## Direction
Below is some material; transcribe all of it exactly.

## Items listed in a dataset
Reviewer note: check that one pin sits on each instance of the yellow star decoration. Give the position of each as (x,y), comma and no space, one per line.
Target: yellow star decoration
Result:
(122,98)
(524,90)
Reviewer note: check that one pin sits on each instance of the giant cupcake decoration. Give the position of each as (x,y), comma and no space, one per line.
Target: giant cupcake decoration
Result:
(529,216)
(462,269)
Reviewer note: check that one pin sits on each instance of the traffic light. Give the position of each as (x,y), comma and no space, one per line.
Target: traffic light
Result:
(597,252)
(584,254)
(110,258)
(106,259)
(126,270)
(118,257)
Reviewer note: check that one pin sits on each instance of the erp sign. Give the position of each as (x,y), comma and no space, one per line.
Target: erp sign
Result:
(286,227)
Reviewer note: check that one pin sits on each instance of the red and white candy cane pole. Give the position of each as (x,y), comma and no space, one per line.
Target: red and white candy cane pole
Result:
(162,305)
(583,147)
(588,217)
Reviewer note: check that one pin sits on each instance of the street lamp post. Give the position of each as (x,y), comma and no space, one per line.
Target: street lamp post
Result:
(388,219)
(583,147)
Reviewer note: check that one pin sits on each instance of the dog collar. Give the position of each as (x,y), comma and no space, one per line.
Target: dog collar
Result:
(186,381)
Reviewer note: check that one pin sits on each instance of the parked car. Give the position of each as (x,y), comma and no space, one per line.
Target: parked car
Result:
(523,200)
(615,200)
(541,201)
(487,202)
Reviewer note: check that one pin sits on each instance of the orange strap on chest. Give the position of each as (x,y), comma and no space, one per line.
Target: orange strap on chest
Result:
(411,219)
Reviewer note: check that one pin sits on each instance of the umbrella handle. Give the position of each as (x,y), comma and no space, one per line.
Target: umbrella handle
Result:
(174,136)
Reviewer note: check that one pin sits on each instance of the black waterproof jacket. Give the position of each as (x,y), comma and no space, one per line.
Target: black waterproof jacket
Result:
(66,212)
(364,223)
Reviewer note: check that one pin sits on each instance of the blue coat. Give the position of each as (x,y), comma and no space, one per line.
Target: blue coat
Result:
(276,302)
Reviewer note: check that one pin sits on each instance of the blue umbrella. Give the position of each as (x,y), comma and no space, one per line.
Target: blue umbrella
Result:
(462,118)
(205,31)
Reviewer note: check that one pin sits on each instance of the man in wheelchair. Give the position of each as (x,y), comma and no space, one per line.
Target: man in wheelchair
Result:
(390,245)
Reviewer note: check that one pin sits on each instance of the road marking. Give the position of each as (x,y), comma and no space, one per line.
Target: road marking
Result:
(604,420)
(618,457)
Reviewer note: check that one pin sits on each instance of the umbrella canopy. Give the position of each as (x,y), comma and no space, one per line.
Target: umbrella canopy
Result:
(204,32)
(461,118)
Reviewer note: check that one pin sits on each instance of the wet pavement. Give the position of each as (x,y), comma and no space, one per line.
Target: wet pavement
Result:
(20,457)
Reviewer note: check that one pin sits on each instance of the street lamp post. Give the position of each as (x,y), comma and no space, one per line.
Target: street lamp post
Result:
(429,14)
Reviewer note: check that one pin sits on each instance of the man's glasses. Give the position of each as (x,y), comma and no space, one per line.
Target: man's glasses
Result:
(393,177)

## Completed exercise
Reviewer note: check that one pin sits on each instance of the yellow star decoration. Give the position of each as (x,y), comma and no space, one per line.
Target: yellow star decoration
Result:
(122,98)
(524,90)
Reviewer note: check that one pin sits on each instance of the giant cupcake decoration. Give the position of each as (x,y), comma and no space, one per line.
Target: giant cupcake decoration
Result:
(529,216)
(462,269)
Reviewer note: check that one pin sits on each instance of the traffic light. Give the position of each as (x,y), comma and no space, one per line.
Target: traffic light
Result:
(597,252)
(584,254)
(110,258)
(106,259)
(126,270)
(118,257)
Reviewer note: check that one pin sits on each instance of the erp sign. Give the position of each as (x,y), comma and no space, one per line.
Target: erp sign
Result:
(286,227)
Reviewer note: check that one pin sits on each instance of the red and white candy cane pole. Give the position of each as (x,y), comma and no space, one per line.
Target: red and white candy cane pole
Result:
(162,305)
(583,147)
(588,217)
Reviewer note: check that one pin sits on each instance of the street lamp post. Give the position of each as (x,y), comma and no space, one per line.
Target: street lamp post
Result:
(388,219)
(583,147)
Reviewer note: check that one pin sits on each instance of the dog collar. Give the position of each as (x,y), comma and no space, one per line.
Target: dog collar
Result:
(186,381)
Reviewer note: check that one pin sits on each instance of the parked car. Give the position of each as (x,y), comma and no space, one per line.
Target: parked car
Result:
(523,200)
(615,200)
(541,201)
(487,202)
Reviewer note: check that one pin sits on each instance of the orange strap on chest. Give the position of each as (x,y), comma and no space, one per line.
Target: orange strap on chest
Result:
(411,219)
Reviewer note: check that one pin sits on each instance of the umbrella handle. Give the position of each as (x,y), comma and no space, one per line.
Target: umbrella handle
Result:
(174,136)
Reviewer note: check that one pin sits on each instance of the black waterproof jacket. Give the position of each as (x,y), comma and no space, one per line.
Target: black waterproof jacket
Result:
(66,212)
(364,223)
Reviewer note: check that one pin sits on each instance of the blue coat. Give the position of each as (x,y), comma and no space, one per line.
Target: blue coat
Result:
(276,302)
Reviewer note: check that one pin sits on each instance of the blue umbrella. Give the position of each as (x,y), comma and no space, one per line.
Target: blue umbrella
Result:
(462,118)
(205,31)
Reviewer note: check that one pin sits on each instance of the man in wheelchair. Give the position of each as (x,y), comma and no space, one per line.
Target: man in wheelchair
Result:
(390,245)
Reviewer note: check that one pin sits on each instance of the road marking. Give the position of each as (x,y), comma and no space, one per line.
Target: road marking
Result:
(604,420)
(618,457)
Reviewer note: check that one pin sits on each instance of the umbrella canopy. Give the position of each as (x,y), comma and no space, one per line.
Target: umbrella canopy
Result:
(204,32)
(461,118)
Reviewer note: check that one pin sits on each instance of the wet pavement. Give the position of each as (x,y), comma and no space, one per line.
Target: wet pavement
Result:
(20,457)
Reviewer note: check that one pin sits on each instance of the street lamp post. Give the position of each as (x,y), comma and no space, one per line.
Target: street lamp post
Result:
(429,14)
Reviewer note: check that one pin sits on each instance of the man's glasses. Give the position of each as (x,y), comma and no space, one per line.
Target: man's glasses
Result:
(393,177)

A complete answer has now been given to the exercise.